- [Text segment]
▼

# PDF Parsing Libraries

In [1]:
from thefuzz import fuzz
from pathlib import Path
from pypdf import PdfReader
from pdfminer.high_level import extract_text
import pymupdf

In [2]:
PDF_FILES_PATH = Path.cwd() / '../../data/raw'
LIBRARY_OUTPUT = Path.cwd() / '../../data/text extractions'
MANUAL_PDF = Path.cwd() / '../../data/raw/ground truth'

## PyPDF

### PDF 1

#### Text Extraction

In [4]:
doc = pymupdf.open(PDF_FILES_PATH / 'PDF1.pdf')
with open(LIBRARY_OUTPUT / "pdf1_pypdf_output.txt", "w") as out:
    reader = PdfReader(PDF_FILES_PATH / 'PDF1.pdf')
    number_of_pages = len(reader.pages)

▲

- [Written instruction 1] List every module that the PDF parsing page imports from or imports directly.
The PDF parsing page and the records have no connection to each other.

- [Input data]
▼

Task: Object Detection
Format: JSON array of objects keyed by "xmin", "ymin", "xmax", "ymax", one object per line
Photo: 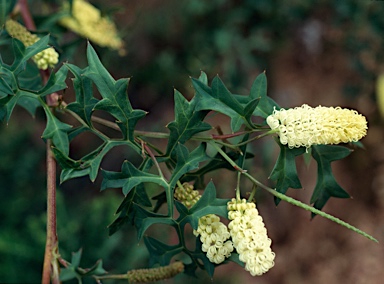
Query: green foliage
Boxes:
[
  {"xmin": 310, "ymin": 145, "xmax": 351, "ymax": 213},
  {"xmin": 270, "ymin": 142, "xmax": 305, "ymax": 205},
  {"xmin": 60, "ymin": 250, "xmax": 107, "ymax": 283},
  {"xmin": 0, "ymin": 1, "xmax": 380, "ymax": 281}
]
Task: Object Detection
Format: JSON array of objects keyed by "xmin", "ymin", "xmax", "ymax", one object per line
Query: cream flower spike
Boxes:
[
  {"xmin": 59, "ymin": 0, "xmax": 125, "ymax": 55},
  {"xmin": 5, "ymin": 19, "xmax": 59, "ymax": 70},
  {"xmin": 267, "ymin": 104, "xmax": 368, "ymax": 148},
  {"xmin": 174, "ymin": 183, "xmax": 233, "ymax": 264},
  {"xmin": 227, "ymin": 198, "xmax": 275, "ymax": 276}
]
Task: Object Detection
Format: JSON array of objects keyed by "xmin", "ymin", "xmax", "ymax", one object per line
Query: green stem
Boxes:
[
  {"xmin": 248, "ymin": 185, "xmax": 257, "ymax": 202},
  {"xmin": 210, "ymin": 143, "xmax": 378, "ymax": 243}
]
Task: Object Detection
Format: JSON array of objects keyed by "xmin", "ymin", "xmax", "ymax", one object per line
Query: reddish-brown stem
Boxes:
[
  {"xmin": 18, "ymin": 0, "xmax": 60, "ymax": 284},
  {"xmin": 41, "ymin": 139, "xmax": 60, "ymax": 284}
]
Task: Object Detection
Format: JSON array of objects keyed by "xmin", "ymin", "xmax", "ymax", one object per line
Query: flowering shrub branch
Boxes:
[{"xmin": 0, "ymin": 0, "xmax": 377, "ymax": 283}]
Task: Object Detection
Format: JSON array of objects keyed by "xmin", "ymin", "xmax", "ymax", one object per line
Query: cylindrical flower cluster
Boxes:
[
  {"xmin": 5, "ymin": 19, "xmax": 59, "ymax": 70},
  {"xmin": 59, "ymin": 0, "xmax": 125, "ymax": 55},
  {"xmin": 193, "ymin": 214, "xmax": 233, "ymax": 264},
  {"xmin": 227, "ymin": 198, "xmax": 275, "ymax": 276},
  {"xmin": 267, "ymin": 104, "xmax": 368, "ymax": 148},
  {"xmin": 174, "ymin": 182, "xmax": 233, "ymax": 264}
]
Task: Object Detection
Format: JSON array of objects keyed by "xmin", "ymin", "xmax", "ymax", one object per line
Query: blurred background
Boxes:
[{"xmin": 0, "ymin": 0, "xmax": 384, "ymax": 284}]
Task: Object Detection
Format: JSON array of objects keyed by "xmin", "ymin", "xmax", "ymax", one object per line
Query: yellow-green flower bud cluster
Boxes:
[
  {"xmin": 227, "ymin": 198, "xmax": 275, "ymax": 276},
  {"xmin": 59, "ymin": 0, "xmax": 125, "ymax": 55},
  {"xmin": 5, "ymin": 19, "xmax": 59, "ymax": 70},
  {"xmin": 267, "ymin": 104, "xmax": 368, "ymax": 148},
  {"xmin": 174, "ymin": 182, "xmax": 233, "ymax": 264},
  {"xmin": 127, "ymin": 261, "xmax": 184, "ymax": 283},
  {"xmin": 193, "ymin": 214, "xmax": 233, "ymax": 264},
  {"xmin": 174, "ymin": 182, "xmax": 201, "ymax": 208}
]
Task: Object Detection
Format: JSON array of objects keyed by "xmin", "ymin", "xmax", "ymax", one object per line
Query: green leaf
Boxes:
[
  {"xmin": 192, "ymin": 76, "xmax": 244, "ymax": 131},
  {"xmin": 84, "ymin": 44, "xmax": 146, "ymax": 141},
  {"xmin": 133, "ymin": 204, "xmax": 177, "ymax": 240},
  {"xmin": 10, "ymin": 35, "xmax": 49, "ymax": 75},
  {"xmin": 166, "ymin": 90, "xmax": 211, "ymax": 156},
  {"xmin": 270, "ymin": 142, "xmax": 305, "ymax": 205},
  {"xmin": 101, "ymin": 161, "xmax": 168, "ymax": 195},
  {"xmin": 310, "ymin": 145, "xmax": 351, "ymax": 212},
  {"xmin": 169, "ymin": 143, "xmax": 209, "ymax": 188},
  {"xmin": 37, "ymin": 65, "xmax": 68, "ymax": 97},
  {"xmin": 67, "ymin": 64, "xmax": 98, "ymax": 127},
  {"xmin": 199, "ymin": 71, "xmax": 208, "ymax": 86},
  {"xmin": 52, "ymin": 147, "xmax": 81, "ymax": 169},
  {"xmin": 0, "ymin": 95, "xmax": 16, "ymax": 122},
  {"xmin": 108, "ymin": 184, "xmax": 152, "ymax": 236},
  {"xmin": 42, "ymin": 107, "xmax": 72, "ymax": 155},
  {"xmin": 181, "ymin": 149, "xmax": 254, "ymax": 188},
  {"xmin": 86, "ymin": 140, "xmax": 132, "ymax": 181}
]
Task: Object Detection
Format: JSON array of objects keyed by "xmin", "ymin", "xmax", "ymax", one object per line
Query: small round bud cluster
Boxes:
[
  {"xmin": 59, "ymin": 0, "xmax": 125, "ymax": 55},
  {"xmin": 267, "ymin": 104, "xmax": 368, "ymax": 148},
  {"xmin": 227, "ymin": 198, "xmax": 275, "ymax": 276},
  {"xmin": 174, "ymin": 182, "xmax": 201, "ymax": 208},
  {"xmin": 127, "ymin": 261, "xmax": 184, "ymax": 283},
  {"xmin": 193, "ymin": 214, "xmax": 233, "ymax": 264},
  {"xmin": 5, "ymin": 19, "xmax": 59, "ymax": 70}
]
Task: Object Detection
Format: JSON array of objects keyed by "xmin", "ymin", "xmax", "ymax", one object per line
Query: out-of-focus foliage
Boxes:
[{"xmin": 0, "ymin": 119, "xmax": 148, "ymax": 283}]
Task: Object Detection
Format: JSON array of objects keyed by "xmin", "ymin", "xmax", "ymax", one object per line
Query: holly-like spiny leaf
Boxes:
[
  {"xmin": 42, "ymin": 107, "xmax": 72, "ymax": 155},
  {"xmin": 270, "ymin": 142, "xmax": 305, "ymax": 205},
  {"xmin": 60, "ymin": 140, "xmax": 136, "ymax": 183},
  {"xmin": 144, "ymin": 236, "xmax": 184, "ymax": 266},
  {"xmin": 310, "ymin": 145, "xmax": 351, "ymax": 216},
  {"xmin": 84, "ymin": 43, "xmax": 146, "ymax": 141},
  {"xmin": 192, "ymin": 76, "xmax": 247, "ymax": 131},
  {"xmin": 67, "ymin": 64, "xmax": 98, "ymax": 127},
  {"xmin": 101, "ymin": 161, "xmax": 168, "ymax": 195},
  {"xmin": 108, "ymin": 184, "xmax": 152, "ymax": 236},
  {"xmin": 165, "ymin": 90, "xmax": 211, "ymax": 156},
  {"xmin": 169, "ymin": 143, "xmax": 209, "ymax": 188}
]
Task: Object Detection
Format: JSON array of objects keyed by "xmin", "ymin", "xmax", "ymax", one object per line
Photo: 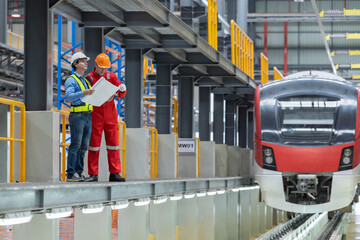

▲

- [Written instruction 2] State how many lines in the records contain the string "stem". Give only the number.

- [Output 1] thefuzz, pathlib, pypdf, pdfminer.high_level, pymupdf

- [Output 2] 2